* begin RECORDS FOR THIS TASK *
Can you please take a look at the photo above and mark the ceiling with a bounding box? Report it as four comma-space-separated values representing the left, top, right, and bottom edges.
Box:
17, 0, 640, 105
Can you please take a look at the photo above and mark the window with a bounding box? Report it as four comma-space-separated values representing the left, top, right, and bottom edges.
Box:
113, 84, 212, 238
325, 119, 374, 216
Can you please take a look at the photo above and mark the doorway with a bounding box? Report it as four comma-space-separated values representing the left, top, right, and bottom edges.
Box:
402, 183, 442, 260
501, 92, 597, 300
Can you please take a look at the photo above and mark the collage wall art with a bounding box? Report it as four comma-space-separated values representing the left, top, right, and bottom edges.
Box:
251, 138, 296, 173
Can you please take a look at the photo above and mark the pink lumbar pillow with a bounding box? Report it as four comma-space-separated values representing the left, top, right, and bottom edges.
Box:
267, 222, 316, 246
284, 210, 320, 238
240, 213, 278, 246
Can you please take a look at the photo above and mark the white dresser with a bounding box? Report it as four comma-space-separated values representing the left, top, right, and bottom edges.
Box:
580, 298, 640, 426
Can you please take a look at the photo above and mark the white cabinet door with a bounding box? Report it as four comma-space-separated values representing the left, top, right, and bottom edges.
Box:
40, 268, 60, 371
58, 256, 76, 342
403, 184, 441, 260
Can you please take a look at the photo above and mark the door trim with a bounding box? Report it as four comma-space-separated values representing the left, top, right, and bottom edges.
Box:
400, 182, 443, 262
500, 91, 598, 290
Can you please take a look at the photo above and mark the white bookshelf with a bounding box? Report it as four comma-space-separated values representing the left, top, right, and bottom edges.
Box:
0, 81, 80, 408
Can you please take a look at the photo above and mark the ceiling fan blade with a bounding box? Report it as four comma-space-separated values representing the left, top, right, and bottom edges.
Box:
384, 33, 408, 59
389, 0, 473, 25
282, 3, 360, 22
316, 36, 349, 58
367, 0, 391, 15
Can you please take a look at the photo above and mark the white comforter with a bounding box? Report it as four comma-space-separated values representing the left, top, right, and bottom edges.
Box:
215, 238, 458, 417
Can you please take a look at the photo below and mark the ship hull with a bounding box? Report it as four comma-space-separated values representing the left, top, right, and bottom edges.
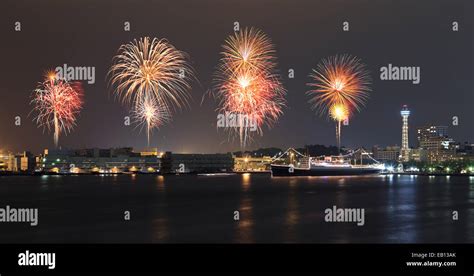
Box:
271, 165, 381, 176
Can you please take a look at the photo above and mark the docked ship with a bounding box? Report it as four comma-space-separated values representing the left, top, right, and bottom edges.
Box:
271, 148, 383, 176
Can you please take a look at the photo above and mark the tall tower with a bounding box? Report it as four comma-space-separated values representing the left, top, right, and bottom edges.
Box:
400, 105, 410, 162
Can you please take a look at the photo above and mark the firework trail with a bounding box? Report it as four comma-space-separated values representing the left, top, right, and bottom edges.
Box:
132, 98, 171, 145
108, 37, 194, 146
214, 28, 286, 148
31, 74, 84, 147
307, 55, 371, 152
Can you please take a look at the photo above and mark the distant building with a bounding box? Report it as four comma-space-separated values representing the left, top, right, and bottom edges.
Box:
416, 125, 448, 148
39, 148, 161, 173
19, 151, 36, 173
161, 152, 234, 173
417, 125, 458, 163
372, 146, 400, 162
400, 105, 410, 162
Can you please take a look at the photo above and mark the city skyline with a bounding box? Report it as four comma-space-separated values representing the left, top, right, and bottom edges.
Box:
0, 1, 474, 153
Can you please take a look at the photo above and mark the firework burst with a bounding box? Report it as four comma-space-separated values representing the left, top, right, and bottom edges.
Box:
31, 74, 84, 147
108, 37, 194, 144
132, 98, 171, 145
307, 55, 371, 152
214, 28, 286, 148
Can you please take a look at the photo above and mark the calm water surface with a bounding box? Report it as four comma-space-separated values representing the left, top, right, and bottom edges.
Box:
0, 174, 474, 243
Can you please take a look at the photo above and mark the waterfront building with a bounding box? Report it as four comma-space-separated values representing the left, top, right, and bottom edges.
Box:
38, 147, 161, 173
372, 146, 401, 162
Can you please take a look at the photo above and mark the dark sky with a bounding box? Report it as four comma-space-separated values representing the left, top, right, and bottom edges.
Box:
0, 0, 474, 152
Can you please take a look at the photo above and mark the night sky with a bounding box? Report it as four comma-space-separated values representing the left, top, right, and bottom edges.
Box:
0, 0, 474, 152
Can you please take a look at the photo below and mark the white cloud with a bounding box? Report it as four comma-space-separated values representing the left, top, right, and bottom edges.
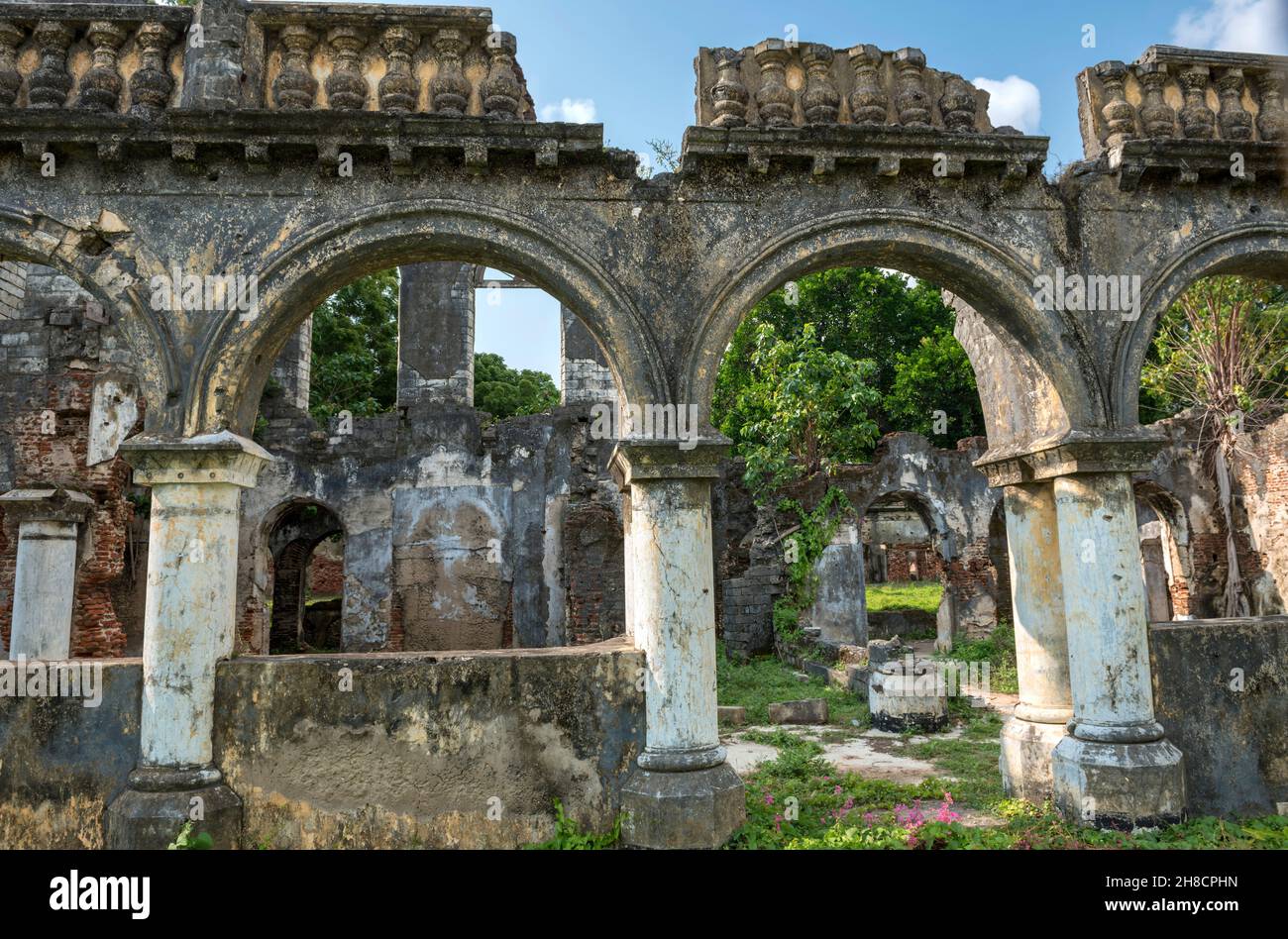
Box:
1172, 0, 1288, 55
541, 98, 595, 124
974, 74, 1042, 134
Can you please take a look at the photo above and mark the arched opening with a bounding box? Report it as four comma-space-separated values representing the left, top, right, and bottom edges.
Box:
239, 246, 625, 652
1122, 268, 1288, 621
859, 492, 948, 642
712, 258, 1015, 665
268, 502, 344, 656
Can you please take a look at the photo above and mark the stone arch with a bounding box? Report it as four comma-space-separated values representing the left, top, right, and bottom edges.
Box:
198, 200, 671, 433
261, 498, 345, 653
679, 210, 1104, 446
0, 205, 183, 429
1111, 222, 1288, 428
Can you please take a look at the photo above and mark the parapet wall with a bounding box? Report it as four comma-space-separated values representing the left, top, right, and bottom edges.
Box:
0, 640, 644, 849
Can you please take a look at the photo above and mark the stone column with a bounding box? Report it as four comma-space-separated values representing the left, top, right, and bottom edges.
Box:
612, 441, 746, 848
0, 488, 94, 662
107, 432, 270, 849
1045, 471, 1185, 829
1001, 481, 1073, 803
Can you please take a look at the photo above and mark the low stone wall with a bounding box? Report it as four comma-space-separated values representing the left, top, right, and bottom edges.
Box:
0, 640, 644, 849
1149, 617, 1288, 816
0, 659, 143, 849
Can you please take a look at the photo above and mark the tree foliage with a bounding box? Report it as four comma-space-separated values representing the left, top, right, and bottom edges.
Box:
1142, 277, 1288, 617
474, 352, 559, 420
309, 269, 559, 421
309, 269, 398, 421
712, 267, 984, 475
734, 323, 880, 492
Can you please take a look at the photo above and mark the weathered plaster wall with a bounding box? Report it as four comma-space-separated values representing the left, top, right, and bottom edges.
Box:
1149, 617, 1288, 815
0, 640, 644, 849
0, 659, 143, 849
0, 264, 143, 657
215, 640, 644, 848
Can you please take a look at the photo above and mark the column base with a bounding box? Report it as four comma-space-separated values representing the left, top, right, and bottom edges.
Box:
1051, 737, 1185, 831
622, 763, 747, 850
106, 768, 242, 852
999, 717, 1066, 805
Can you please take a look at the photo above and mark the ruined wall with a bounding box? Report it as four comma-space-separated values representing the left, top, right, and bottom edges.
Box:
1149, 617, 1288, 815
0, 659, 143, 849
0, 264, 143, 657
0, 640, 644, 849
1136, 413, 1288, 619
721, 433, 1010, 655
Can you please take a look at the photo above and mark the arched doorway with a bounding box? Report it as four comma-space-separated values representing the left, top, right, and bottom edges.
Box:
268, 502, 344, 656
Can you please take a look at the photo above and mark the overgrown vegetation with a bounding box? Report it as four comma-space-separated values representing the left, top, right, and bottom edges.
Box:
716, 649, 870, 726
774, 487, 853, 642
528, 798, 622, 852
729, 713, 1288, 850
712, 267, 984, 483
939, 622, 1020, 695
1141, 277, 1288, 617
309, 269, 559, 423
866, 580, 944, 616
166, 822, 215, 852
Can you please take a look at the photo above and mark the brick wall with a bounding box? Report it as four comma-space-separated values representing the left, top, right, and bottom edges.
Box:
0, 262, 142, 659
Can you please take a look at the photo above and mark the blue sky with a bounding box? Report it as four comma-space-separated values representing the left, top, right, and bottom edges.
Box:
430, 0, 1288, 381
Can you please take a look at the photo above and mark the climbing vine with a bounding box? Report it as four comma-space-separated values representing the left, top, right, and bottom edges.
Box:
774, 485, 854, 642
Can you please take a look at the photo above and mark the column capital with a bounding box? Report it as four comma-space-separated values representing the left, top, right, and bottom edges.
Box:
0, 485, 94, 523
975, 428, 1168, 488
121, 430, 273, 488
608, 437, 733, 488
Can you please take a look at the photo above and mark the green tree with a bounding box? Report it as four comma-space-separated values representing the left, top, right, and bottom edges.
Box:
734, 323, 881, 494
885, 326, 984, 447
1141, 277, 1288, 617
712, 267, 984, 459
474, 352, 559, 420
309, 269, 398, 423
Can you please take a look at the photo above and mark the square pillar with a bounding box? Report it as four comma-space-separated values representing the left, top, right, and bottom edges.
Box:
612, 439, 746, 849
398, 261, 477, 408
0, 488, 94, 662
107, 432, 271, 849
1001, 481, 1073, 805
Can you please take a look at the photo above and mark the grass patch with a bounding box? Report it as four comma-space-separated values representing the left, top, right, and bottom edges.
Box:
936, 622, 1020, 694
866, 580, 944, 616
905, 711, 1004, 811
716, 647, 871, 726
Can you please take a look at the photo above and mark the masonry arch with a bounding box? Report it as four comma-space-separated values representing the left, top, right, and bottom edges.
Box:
* end RECORDS FOR THIS TASK *
■ **TASK**
Starting at the first entry and ending at the line that contains "501, 92, 597, 300", format those entries as a two-column CSV with the columns instruction and boxes, one row per entry. Put each entry's text and its answer in a single quoted field apiece, with line breaks replaced by spaces.

■ **WORKED SOLUTION**
instruction,boxes
"Can you please take a look at the photo above and mark the ceiling with a bounding box? Report it as four comma-space-separated values representing the left, top, right, and bottom edges. Box:","17, 0, 640, 105"
"Can you please take a look at the photo above and mark the window with a bounding box? Report it as four comma-space-separated values representing the left, top, right, and bottom edges. Box:","113, 84, 212, 238 325, 119, 374, 216"
"Can you please take a look at the photo above and mark the doorway with a bounding box? Report it as four comma-space-separated values representing the left, top, right, and bottom edges. Box:","402, 183, 442, 260 501, 92, 597, 300"